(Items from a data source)
<<<<
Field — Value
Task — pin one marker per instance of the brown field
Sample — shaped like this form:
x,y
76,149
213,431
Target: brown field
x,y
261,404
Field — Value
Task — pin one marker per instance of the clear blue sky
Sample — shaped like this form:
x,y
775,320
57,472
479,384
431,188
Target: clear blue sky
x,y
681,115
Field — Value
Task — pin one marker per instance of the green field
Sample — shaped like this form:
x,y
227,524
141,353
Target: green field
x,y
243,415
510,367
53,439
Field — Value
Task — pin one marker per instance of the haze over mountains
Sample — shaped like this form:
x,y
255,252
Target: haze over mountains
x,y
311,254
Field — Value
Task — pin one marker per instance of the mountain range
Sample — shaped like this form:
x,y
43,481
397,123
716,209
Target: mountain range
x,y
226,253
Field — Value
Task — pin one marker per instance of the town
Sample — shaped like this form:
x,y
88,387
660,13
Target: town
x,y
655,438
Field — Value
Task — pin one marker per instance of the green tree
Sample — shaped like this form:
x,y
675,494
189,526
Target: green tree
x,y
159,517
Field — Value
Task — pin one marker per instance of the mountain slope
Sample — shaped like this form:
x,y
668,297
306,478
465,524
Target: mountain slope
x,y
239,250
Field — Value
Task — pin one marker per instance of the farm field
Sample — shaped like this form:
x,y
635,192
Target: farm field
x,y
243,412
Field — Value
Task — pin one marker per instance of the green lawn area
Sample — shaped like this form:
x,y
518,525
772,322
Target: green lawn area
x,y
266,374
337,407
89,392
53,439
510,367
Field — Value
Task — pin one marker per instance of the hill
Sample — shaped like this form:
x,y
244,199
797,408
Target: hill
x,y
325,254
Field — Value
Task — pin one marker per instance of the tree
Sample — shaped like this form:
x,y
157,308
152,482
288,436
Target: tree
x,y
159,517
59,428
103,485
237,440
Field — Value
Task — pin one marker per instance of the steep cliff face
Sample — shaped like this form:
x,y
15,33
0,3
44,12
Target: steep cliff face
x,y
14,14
>>>>
<<<<
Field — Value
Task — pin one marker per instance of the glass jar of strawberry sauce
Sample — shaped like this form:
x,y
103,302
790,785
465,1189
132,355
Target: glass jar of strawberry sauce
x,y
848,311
>>>>
Please extract every line in the data above that contains the string "cliff". Case counts, so a match must have the same capitalization.

## RESPONSE
Task — pin one marker per instance of the steep cliff face
Target: steep cliff face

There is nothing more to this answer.